▸ Trecho:
***

Tirada, desta forma, uma possível polêmica do caminho, fica então a pergunta que realmente importa, sendo o filme uma comédia: ele é, de fato, engraçado? Infelizmente, a resposta é não. Ou, para ser mais justo: raramente. E nos parece muito mais interessante parar para analisar os motivos deste fato, que são muitos e passam por quase todos os fatores da construção um filme, do que cair em tola polêmica (que o filme não justifica) sobre os temas e sua adequação á comédia.

***

▸ Tarefas:
1. Segundo o trecho, qual é a resposta à pergunta se o filme é, de fato, engraçado?
2. Transforme em uma tabela Markdown as linhas dos dados fornecidos, do início até a linha que contém "M0 867L0 952L27 952L57 876Z", inclusive, com as colunas «Posição» e «Conteúdo». Numere as linhas e deixe de fora as linhas em branco e as imagens.

***

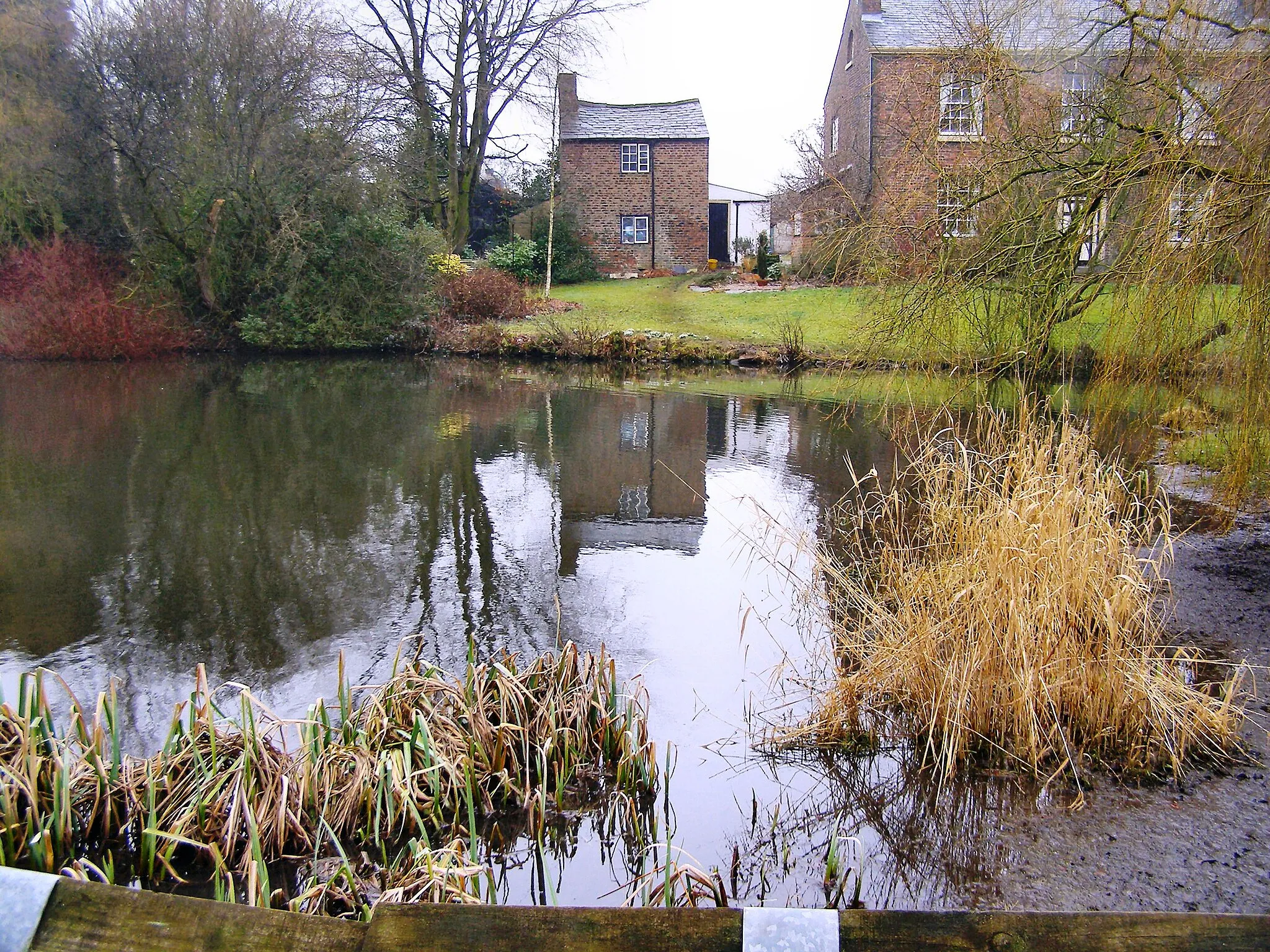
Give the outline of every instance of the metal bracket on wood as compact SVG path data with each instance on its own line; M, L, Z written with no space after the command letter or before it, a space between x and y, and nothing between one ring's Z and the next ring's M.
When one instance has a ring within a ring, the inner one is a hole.
M838 913L747 906L740 947L742 952L838 952Z
M0 867L0 952L27 952L57 876Z

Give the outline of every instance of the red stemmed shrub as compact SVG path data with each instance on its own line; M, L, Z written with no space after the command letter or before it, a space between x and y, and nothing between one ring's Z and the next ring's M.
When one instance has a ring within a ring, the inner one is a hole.
M124 269L91 245L53 240L0 264L0 355L36 360L135 360L184 350L179 312L130 293Z
M446 316L456 321L500 321L530 312L521 283L494 268L478 268L441 284Z

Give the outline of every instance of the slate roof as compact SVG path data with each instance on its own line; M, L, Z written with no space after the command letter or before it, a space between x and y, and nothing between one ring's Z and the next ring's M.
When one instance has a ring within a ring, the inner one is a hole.
M579 102L577 117L561 117L560 138L710 138L710 129L700 99L640 105Z
M1144 3L1143 9L1154 5L1163 13L1166 1ZM1240 8L1237 0L1209 3L1209 9L1234 22L1246 20ZM1111 51L1128 41L1128 29L1115 25L1124 14L1107 0L883 0L880 14L865 14L861 19L875 51L958 50L975 46L988 36L997 46L1016 52ZM1163 19L1168 19L1167 14ZM1173 22L1162 29L1172 32L1176 25ZM1143 28L1139 23L1139 29ZM1215 47L1231 42L1227 30L1206 33L1191 33L1187 38Z

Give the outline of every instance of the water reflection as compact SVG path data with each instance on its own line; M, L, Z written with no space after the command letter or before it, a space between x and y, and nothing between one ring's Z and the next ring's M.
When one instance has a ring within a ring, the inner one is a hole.
M91 696L119 675L140 753L198 663L295 716L331 694L340 651L372 683L403 640L447 666L470 641L603 642L678 751L669 835L739 899L823 902L836 825L865 845L870 904L947 904L999 862L1005 786L940 788L895 751L809 765L745 749L754 698L798 650L800 569L747 539L771 518L823 534L843 461L884 477L895 462L875 409L818 386L395 359L0 364L0 684L46 664ZM504 900L620 901L635 859L603 823L570 817L546 861L511 843Z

***

▸ Soluções:
1. Não, ou, para ser mais justo, raramente.

2.
| Posição | Conteúdo |
|---|---|
| 1 | Give the outline of every instance of the metal bracket on wood as compact SVG path data with each instance on its own line; M, L, Z written with no space after the command letter or before it, a space between x and y, and nothing between one ring's Z and the next ring's M. |
| 2 | When one instance has a ring within a ring, the inner one is a hole. |
| 3 | M838 913L747 906L740 947L742 952L838 952Z |
| 4 | M0 867L0 952L27 952L57 876Z |